▶ PROMPT
Rewrite each of the rows below, changing "Reviewer note" to "Annotator note" and keeping everything else identical. Leave the pictures out of your output.
--- Start PROVIDED RECORDS ---
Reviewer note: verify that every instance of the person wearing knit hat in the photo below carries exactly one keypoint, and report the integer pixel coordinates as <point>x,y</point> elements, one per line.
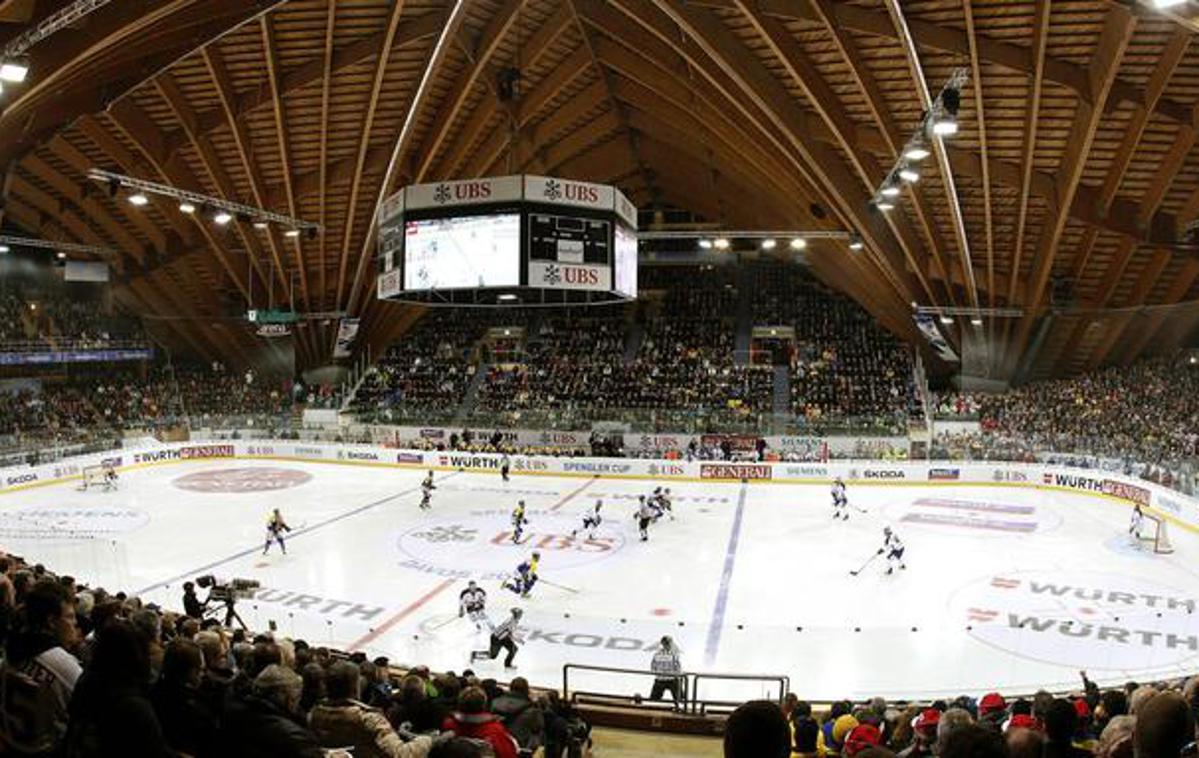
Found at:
<point>860,738</point>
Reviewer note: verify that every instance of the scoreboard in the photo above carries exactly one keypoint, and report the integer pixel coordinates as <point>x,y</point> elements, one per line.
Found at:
<point>507,240</point>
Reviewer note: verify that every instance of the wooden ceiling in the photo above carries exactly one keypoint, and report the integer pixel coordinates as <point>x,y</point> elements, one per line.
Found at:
<point>1073,170</point>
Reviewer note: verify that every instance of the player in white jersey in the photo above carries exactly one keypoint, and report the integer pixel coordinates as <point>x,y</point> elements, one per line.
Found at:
<point>893,549</point>
<point>427,488</point>
<point>590,521</point>
<point>518,522</point>
<point>645,515</point>
<point>1138,519</point>
<point>502,638</point>
<point>839,500</point>
<point>473,602</point>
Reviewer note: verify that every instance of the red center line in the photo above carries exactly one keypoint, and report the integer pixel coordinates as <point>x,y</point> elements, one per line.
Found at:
<point>571,497</point>
<point>399,617</point>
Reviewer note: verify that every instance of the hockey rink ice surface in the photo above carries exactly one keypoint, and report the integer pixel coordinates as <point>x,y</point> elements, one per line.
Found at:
<point>1006,588</point>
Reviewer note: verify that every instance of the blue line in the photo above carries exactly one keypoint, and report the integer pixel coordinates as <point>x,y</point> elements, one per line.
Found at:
<point>297,533</point>
<point>722,599</point>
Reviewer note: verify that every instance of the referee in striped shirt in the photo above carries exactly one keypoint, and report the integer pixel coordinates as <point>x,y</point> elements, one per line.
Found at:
<point>502,638</point>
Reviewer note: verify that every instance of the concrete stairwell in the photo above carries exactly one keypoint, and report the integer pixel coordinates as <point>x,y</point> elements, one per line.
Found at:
<point>470,398</point>
<point>742,338</point>
<point>782,391</point>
--- End PROVIDED RECORDS ---
▶ EXERCISE ANSWER
Annotator note: verify that every instance of the person wearing knit hat in the photo below carries exactly one keypoint, and report the integer pixel coordinates as <point>x,y</point> elements, one per line.
Found at:
<point>860,738</point>
Annotator note: verify that every instance of the scoreboard in the photo above carries exactly one keypoint, and report the integer pixel coordinates as <point>x,y</point> elements, one per line.
Found at:
<point>507,240</point>
Annotator note: verify that every instance of the wooden ceiling in the photo above carries exactly one keypoint, and report the integer pixel coordinates as <point>x,y</point> elements, one per line.
Found at:
<point>1073,170</point>
Annotator note: verify that every instance of the player in white jersey in the photo above carries exactly one keypoint, and report the integer pixel coordinates as <point>x,y</point> elements, one per line.
Found at:
<point>893,549</point>
<point>427,488</point>
<point>590,521</point>
<point>518,522</point>
<point>645,515</point>
<point>1138,519</point>
<point>502,638</point>
<point>839,500</point>
<point>473,602</point>
Annotator note: verify that every instance of the red center line in the photo above carries exactly one keypoint, and report the integer pixel coordinates as <point>x,y</point> elements, one per line.
Found at:
<point>571,497</point>
<point>399,617</point>
Annotator note: verify that every instance of the hockey rink ice surface in the photo above carries exactly one keypoint, and report the integer pixel coordinates as <point>x,y</point> elements, one per line.
Found at:
<point>1006,588</point>
Annotator note: verify that every instance of the blue line in the photo above carries exactly one keypoint, and report the integer pixel coordinates as <point>x,y</point> elements, one per line.
Found at:
<point>297,533</point>
<point>722,599</point>
Annotator note: verify that every instance of the referee in striped shirt in the photo above carries exactly one keypoint, and report the integer pixel coordinates as <point>x,y</point> elements, one per line.
Found at:
<point>502,638</point>
Annotator note: verify that every instance of the concrete stairwell in the photo above carries exactly one keypoint, and report the integer pixel coordinates as <point>x,y</point> elements, one per line.
Found at:
<point>470,398</point>
<point>742,338</point>
<point>782,391</point>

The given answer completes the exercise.